- _Document excerpt_
────────

This Docker Compose configuration sets up two services:
1. A PostgreSQL service with the pgvector extension
2. A Neo4j service

Both services are configured to use volumes for data persistence, ensuring that your data remains intact even if the containers are stopped or removed.

## 5. Configuration Utility

To manage our configuration variables more efficiently, we'll create a `Config` class in a file named `config_utils.py`. Run the following code to create this file:

In [None]:
import os

config_utils_path = os.path.join('..', 'src', 'utils', 'config_utils.py')

# Content of the config_utils.py file
config_utils_content = '''
import os
from dotenv import load_dotenv

class Config:
    def __init__(self):
        print(f"Current working directory: {os.getcwd()}")
        
        # Use an absolute path to the .env file
        project_root = os.path.abspath(os.path.join(os.path.dirname(__file__), '..', '..'))
        env_path = os.path.join(project_root, 'config', '.env')
        print(f"Looking for .env file at: {env_path}")
        
        if os.path.exists(env_path):
            print(f".env file found at {env_path}")
            load_dotenv(env_path)
            print("Environment variables after loading .env:")
            for key, value in os.environ.items():
                if key.startswith(('POSTGRES_', 'NEO4J_', 'DOCKER_')):
                    print(f"{key}: {value}")
        else:
            print(f".env file not found at {env_path}")
        
        # Database configurations
        self.POSTGRES_DB = os.getenv('POSTGRES_DB')
        self.POSTGRES_USER = os.getenv('POSTGRES_USER')
        self.POSTGRES_PASSWORD = os.getenv('POSTGRES_PASSWORD')
        self.POSTGRES_HOST = os.getenv('POSTGRES_HOST')
        self.POSTGRES_PORT = os.getenv('POSTGRES_PORT')
        
        self.NEO4J_AUTH = os.getenv('NEO4J_AUTH')
        self.NEO4J_HOST = os.getenv('NEO4J_HOST')
        self.NEO4J_HTTP_PORT = os.getenv('NEO4J_HTTP_PORT')
        self.NEO4J_BOLT_PORT = os.getenv('NEO4J_BOLT_PORT')
        
        # Docker configurations
        self.POSTGRES_CONTAINER_NAME = os.getenv('POSTGRES_CONTAINER_NAME')
        self.NEO4J_CONTAINER_NAME = os.getenv('NEO4J_CONTAINER_NAME')
        self.DOCKER_NETWORK_NAME = os.getenv('DOCKER_NETWORK_NAME')
        
        print("Loaded configurations:")
        for attr, value in self.__dict__.items():
            print(f"{attr}: {value}")

    def get_postgres_connection_params(self):
        return {
            "dbname": self.POSTGRES_DB,
            "user": self.POSTGRES_USER,
            "password": self.POSTGRES_PASSWORD,
            "host": self.POSTGRES_HOST,
            "port": self.POSTGRES_PORT
        }

    def get_neo4j_connection_params(self):
        return {
            "uri": f"bolt://{self.NEO4J_HOST}:{self.NEO4J_BOLT_PORT}",
            "auth": tuple(self.NEO4J_AUTH.split('/')) if self.NEO4J_AUTH else None
        }
'''

# Write the content to the config_utils.py file
with open(config_utils_path, 'w') as f:
    f.write(config_utils_content)

────────

- _Written exercise 1_
Convert the rows between the line holding "Mark each instance of the person" and the line holding "x=477 y=263", inclusive, into a JSON list of strings, one string per line, skipping any blank lines.
The rows have no connection to the Docker setup excerpt.

- _Dataset content_

────────

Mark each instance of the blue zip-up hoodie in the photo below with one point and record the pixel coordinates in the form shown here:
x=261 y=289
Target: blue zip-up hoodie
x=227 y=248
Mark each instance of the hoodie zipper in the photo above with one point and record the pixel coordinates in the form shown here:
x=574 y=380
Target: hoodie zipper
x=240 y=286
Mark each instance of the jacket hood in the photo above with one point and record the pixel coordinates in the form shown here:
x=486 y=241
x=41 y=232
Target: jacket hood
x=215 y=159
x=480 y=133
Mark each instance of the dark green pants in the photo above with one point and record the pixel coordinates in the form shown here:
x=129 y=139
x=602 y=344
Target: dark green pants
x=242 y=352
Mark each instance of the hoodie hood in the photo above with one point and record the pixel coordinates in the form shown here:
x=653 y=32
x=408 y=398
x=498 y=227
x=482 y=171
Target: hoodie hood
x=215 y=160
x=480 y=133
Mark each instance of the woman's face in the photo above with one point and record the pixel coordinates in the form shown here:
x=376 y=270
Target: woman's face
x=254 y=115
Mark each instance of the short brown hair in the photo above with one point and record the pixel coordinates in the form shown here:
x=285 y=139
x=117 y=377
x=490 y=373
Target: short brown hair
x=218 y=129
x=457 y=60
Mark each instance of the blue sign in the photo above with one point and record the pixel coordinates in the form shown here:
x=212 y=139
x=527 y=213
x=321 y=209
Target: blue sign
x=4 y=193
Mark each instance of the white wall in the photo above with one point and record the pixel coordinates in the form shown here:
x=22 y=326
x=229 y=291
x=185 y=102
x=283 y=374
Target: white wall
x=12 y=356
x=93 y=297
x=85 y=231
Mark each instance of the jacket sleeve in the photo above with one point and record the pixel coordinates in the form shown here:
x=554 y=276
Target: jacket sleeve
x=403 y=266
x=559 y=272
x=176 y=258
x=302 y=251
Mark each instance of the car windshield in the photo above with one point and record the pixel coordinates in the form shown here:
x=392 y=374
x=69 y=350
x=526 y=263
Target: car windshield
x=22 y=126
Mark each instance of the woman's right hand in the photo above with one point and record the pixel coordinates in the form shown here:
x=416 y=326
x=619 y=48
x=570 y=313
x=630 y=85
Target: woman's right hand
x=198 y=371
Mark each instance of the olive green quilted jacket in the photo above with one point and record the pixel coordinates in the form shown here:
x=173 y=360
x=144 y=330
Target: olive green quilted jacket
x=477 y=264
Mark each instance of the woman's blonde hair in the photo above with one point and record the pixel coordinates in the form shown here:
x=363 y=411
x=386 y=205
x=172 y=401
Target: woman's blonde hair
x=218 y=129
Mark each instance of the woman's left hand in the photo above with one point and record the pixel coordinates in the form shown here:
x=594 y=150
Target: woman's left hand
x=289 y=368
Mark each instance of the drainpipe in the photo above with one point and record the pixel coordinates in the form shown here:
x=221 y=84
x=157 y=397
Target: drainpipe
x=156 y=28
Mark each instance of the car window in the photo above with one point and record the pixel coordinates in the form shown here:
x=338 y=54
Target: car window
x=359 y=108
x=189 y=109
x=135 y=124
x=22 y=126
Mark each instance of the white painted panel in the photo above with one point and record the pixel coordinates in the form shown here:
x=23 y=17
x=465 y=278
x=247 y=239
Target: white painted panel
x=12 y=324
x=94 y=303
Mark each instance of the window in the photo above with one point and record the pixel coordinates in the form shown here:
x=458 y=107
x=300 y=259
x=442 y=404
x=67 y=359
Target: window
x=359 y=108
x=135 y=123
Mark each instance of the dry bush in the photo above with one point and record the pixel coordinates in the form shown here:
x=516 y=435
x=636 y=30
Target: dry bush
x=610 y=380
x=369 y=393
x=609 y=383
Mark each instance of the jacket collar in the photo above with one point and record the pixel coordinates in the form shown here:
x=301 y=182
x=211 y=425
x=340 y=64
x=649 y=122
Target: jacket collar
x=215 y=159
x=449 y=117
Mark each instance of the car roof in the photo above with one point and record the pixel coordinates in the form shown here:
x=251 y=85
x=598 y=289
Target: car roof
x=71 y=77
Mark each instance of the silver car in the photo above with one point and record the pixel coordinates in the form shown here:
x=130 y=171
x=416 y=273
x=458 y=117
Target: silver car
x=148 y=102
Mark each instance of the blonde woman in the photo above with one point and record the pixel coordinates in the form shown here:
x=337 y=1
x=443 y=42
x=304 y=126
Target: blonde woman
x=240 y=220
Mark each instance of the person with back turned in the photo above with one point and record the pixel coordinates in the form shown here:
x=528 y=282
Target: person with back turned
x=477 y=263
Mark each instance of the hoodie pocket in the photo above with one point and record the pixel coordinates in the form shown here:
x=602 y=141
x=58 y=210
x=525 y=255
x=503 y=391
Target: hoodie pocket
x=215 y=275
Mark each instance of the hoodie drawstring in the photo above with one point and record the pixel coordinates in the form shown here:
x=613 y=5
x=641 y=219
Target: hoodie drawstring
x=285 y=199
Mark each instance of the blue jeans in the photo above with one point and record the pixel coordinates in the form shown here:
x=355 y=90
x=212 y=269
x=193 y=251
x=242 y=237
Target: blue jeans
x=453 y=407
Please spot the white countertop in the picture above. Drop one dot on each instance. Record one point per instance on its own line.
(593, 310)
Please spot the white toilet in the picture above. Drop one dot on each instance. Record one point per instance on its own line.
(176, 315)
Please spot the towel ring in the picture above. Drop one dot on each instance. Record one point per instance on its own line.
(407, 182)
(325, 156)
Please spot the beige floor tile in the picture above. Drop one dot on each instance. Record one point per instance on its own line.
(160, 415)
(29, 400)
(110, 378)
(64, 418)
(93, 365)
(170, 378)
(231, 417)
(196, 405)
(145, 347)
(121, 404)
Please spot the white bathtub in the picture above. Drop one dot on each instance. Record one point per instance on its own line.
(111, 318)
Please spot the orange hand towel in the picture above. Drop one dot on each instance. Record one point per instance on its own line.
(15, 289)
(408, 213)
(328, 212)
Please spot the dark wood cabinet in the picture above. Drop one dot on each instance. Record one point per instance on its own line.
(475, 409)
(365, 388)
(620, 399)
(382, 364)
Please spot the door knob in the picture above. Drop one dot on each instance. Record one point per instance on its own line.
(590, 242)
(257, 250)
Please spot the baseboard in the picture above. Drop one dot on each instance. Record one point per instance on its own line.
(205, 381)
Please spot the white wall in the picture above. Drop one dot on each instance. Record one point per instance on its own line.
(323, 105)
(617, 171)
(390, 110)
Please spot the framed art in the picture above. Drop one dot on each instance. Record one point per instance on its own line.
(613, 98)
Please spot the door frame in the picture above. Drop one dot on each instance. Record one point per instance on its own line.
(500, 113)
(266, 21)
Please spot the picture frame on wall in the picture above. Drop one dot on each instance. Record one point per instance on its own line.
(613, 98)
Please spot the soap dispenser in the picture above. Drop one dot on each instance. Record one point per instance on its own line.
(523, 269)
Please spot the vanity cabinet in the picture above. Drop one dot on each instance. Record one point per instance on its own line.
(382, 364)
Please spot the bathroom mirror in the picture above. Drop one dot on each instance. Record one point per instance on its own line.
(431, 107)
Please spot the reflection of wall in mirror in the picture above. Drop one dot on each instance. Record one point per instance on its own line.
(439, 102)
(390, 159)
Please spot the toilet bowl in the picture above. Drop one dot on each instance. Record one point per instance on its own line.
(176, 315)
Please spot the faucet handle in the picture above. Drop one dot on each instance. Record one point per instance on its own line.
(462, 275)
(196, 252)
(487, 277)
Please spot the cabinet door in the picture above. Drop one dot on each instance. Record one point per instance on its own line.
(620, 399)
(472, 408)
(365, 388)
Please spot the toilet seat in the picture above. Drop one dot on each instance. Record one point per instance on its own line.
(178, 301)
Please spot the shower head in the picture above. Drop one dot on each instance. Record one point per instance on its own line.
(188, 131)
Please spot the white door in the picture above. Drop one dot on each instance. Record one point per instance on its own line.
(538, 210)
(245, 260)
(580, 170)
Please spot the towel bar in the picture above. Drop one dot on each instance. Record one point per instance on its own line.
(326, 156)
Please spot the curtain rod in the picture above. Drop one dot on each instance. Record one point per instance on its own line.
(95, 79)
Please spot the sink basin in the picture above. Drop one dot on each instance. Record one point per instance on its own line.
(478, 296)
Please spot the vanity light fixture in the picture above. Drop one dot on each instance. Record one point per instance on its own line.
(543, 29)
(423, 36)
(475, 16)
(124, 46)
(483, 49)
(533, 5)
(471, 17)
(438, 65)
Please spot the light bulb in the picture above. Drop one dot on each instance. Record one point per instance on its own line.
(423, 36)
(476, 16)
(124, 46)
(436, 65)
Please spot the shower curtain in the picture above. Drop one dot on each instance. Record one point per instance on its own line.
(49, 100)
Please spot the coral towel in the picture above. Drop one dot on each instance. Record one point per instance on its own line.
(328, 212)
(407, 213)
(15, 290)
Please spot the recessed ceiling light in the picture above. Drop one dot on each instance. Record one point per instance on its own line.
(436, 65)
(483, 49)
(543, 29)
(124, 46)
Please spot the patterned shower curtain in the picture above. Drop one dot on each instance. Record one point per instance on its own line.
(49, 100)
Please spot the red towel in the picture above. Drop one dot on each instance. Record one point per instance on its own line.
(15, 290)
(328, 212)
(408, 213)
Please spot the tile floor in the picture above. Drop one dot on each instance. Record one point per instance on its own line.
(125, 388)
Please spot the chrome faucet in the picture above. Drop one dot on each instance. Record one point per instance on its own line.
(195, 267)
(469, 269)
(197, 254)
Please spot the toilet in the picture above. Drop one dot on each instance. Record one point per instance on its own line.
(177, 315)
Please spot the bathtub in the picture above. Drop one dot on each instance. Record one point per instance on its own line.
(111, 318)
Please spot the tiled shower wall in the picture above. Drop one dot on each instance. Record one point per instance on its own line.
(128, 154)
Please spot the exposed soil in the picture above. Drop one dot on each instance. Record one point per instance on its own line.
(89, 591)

────────

- _Written exercise 2_
Copy the part of the Docker setup excerpt between "self.POSTGRES_HOST = os.getenv('POSTGRES_HOST')" and "self.DOCKER_NETWORK_NAME = os.getenv('DOCKER_NETWORK_NAME')", inclusive, word for word.

- _Task solution 1_
[
  "Mark each instance of the person with back turned in the photo above with one point and record the pixel coordinates in the form shown here:",
  "x=528 y=282",
  "Target: person with back turned",
  "x=477 y=263"
]

- _Task solution 2_
self.POSTGRES_HOST = os.getenv('POSTGRES_HOST')
        self.POSTGRES_PORT = os.getenv('POSTGRES_PORT')
        
        self.NEO4J_AUTH = os.getenv('NEO4J_AUTH')
        self.NEO4J_HOST = os.getenv('NEO4J_HOST')
        self.NEO4J_HTTP_PORT = os.getenv('NEO4J_HTTP_PORT')
        self.NEO4J_BOLT_PORT = os.getenv('NEO4J_BOLT_PORT')
        
        # Docker configurations
        self.POSTGRES_CONTAINER_NAME = os.getenv('POSTGRES_CONTAINER_NAME')
        self.NEO4J_CONTAINER_NAME = os.getenv('NEO4J_CONTAINER_NAME')
        self.DOCKER_NETWORK_NAME = os.getenv('DOCKER_NETWORK_NAME')